[Opening Records for this task section]

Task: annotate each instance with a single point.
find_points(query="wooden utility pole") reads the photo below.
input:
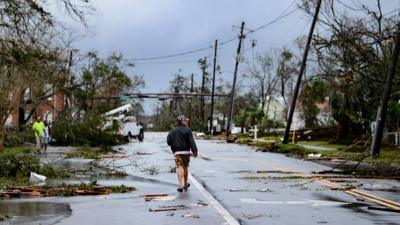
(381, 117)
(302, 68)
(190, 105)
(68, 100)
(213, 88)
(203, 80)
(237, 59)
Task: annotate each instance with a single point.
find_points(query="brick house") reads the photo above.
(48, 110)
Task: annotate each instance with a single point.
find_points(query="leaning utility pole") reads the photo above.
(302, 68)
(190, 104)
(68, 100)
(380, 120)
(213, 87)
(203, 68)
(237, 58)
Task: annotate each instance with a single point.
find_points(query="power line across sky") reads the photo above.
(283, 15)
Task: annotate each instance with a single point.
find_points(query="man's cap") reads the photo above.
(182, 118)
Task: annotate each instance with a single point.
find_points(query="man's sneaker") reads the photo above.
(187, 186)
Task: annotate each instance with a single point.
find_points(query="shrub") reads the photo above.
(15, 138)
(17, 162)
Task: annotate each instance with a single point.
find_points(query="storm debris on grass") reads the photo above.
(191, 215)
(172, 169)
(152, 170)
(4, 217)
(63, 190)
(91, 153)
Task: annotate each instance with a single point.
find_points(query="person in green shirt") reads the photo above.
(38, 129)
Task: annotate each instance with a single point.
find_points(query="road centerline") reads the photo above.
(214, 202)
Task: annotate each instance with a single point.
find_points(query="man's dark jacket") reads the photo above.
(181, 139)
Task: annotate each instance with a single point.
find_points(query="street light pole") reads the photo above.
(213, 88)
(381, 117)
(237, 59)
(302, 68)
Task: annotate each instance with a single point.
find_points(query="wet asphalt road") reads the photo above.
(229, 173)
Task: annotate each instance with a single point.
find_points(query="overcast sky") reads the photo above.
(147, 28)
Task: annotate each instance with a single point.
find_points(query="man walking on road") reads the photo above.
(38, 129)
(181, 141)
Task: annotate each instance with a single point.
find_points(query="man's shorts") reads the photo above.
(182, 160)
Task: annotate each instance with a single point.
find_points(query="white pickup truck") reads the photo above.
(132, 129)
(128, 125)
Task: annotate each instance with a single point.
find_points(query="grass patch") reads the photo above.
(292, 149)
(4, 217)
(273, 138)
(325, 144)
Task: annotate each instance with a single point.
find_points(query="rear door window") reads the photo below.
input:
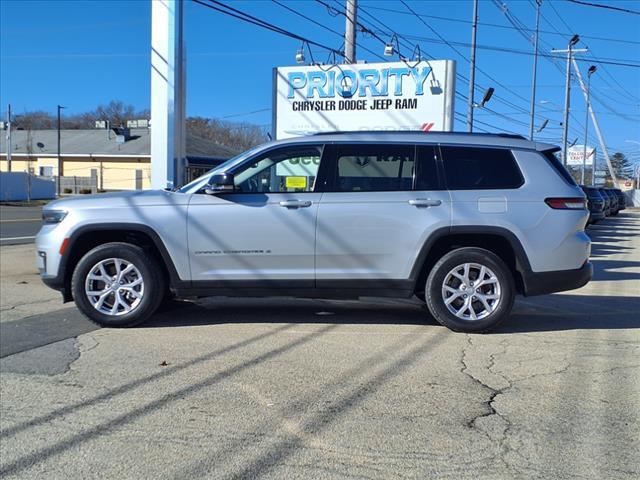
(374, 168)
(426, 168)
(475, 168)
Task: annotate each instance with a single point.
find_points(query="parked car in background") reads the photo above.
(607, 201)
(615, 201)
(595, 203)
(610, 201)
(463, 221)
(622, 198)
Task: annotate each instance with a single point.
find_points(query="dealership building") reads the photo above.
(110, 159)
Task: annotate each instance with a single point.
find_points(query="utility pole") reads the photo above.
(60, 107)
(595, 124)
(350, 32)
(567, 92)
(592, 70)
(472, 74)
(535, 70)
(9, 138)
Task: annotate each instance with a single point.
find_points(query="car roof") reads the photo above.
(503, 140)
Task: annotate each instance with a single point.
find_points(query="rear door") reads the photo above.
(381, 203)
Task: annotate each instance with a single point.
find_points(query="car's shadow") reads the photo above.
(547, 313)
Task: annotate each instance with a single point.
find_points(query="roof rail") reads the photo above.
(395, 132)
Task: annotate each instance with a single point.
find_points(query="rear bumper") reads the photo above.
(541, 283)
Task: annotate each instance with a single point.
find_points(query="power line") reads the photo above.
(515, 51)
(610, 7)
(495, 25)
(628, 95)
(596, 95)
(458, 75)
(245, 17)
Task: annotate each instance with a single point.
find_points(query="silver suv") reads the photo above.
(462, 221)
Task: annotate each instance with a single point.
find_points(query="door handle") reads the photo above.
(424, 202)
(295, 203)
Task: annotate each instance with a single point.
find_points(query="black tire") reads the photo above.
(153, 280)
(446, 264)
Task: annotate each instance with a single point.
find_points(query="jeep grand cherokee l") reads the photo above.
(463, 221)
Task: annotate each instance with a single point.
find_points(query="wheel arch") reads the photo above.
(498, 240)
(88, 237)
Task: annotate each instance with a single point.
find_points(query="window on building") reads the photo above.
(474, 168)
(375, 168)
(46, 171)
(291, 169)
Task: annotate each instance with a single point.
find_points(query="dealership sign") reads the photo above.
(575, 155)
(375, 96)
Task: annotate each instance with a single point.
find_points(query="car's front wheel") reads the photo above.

[Closing Records for this task section]

Your task is to retype the records above in full and exactly, omitting the pictures.

Task solution ▸
Task: annotate each instance with a single point.
find_points(query="wooden utility pole") reads the photo below.
input:
(381, 117)
(302, 68)
(190, 105)
(68, 100)
(213, 88)
(203, 80)
(237, 59)
Task: annotate each instance with a single point.
find_points(query="brick house") reads the photo above.
(48, 110)
Task: annotate each instance with a single point.
find_points(query="leaning utility pole") reads the photo above.
(302, 68)
(190, 104)
(68, 100)
(380, 120)
(213, 87)
(203, 68)
(237, 58)
Task: annotate each instance with a single point.
find_points(query="power line across sky") reads the photo above.
(283, 15)
Task: annotate each instance with a single point.
find_points(query="man's cap") reads the photo above.
(182, 118)
Task: annotate each instance with a single point.
find_points(query="man's sneaker") reads the photo above.
(187, 186)
Task: annotate each instance with a single point.
find_points(query="shrub") reads the photo above.
(15, 138)
(17, 162)
Task: annotate each instance with a single point.
find_points(query="storm debris on grass") reads the photo above.
(191, 215)
(172, 169)
(152, 170)
(4, 217)
(63, 190)
(91, 153)
Task: annotate each instance with a single point.
find_points(query="person in green shirt") reads the photo above.
(38, 129)
Task: annotate each instance with a single point.
find_points(query="road centerline") reads the photo above.
(214, 202)
Task: annotate each instance with a single point.
find_points(query="man's dark jacket") reads the photo above.
(181, 139)
Task: annotate each instance with a single point.
find_points(query="street light pole") reads the photo above.
(213, 88)
(381, 117)
(237, 59)
(302, 68)
Task: annotate each instance with a single point.
find_points(query="wet asphalt road") reads the photo above.
(229, 173)
Task: annotate each instance with a single point.
find_points(query="overcast sky") reads the photo above.
(147, 28)
Task: annotate each instance with a single point.
find_points(query="man walking on road") reads the photo above.
(38, 129)
(181, 141)
Task: annotate each instance with a single point.
find_points(query="man's shorts") reads the photo above.
(182, 160)
Task: annotate each instance with a single point.
find_points(query="white pickup truck") reads the photo above.
(132, 129)
(128, 125)
Task: annotate each instance with a single point.
find_points(query="grass patch") reads the photo above.
(292, 149)
(4, 217)
(273, 138)
(325, 144)
Task: annotate each instance with a single point.
find_points(query="rear door window") reads the photo below.
input:
(374, 168)
(426, 168)
(475, 168)
Task: annotate each instance with a single point.
find_points(query="parked car in background") reads the photo above.
(607, 201)
(615, 201)
(595, 203)
(610, 201)
(463, 221)
(622, 198)
Task: annotate each instance with a single point.
find_points(query="dealership building") reads the photo above.
(110, 159)
Task: annotate each instance with a single point.
find_points(query="utility pole") reads the photo above.
(60, 107)
(595, 124)
(350, 32)
(567, 92)
(592, 70)
(472, 74)
(535, 70)
(9, 138)
Task: annotate each instance with a single point.
find_points(query="car roof") reads the photo above.
(503, 140)
Task: annotate each instance with a single point.
find_points(query="rear door") reads the photo above.
(381, 203)
Task: annotate each instance with a single point.
find_points(query="car's shadow") reads the photo above.
(547, 313)
Task: annotate each instance with a single point.
find_points(query="roof rail") reads the photo above.
(395, 132)
Task: annotate each instance with a single point.
find_points(query="rear bumper") reads the photo above.
(541, 283)
Task: annotate each instance with a single point.
find_points(query="power line") reads the photo above.
(515, 51)
(610, 7)
(495, 25)
(628, 95)
(596, 95)
(458, 75)
(245, 17)
Task: annotate each instance with a single point.
find_points(query="silver suv") reads the photo above.
(462, 221)
Task: annotate each instance with a single point.
find_points(query="door handle") reads the photo above.
(424, 202)
(295, 203)
Task: annotate each instance with a single point.
find_points(query="black tire") reads the photo above.
(153, 280)
(446, 264)
Task: annotate each instance with a single point.
find_points(query="jeep grand cherokee l") reads the photo above.
(463, 221)
Task: annotate each instance with a single point.
find_points(query="wheel arch") reads the photo above.
(498, 240)
(88, 237)
Task: annotate each instance with a single point.
find_points(query="window on building") reads the photo above.
(474, 168)
(375, 168)
(46, 171)
(291, 169)
Task: annotate each instance with a single point.
find_points(query="dealership sign") reads the photo above.
(575, 155)
(375, 96)
Task: annotate each instance with a single point.
find_points(query="car's front wheel") reads the photo above.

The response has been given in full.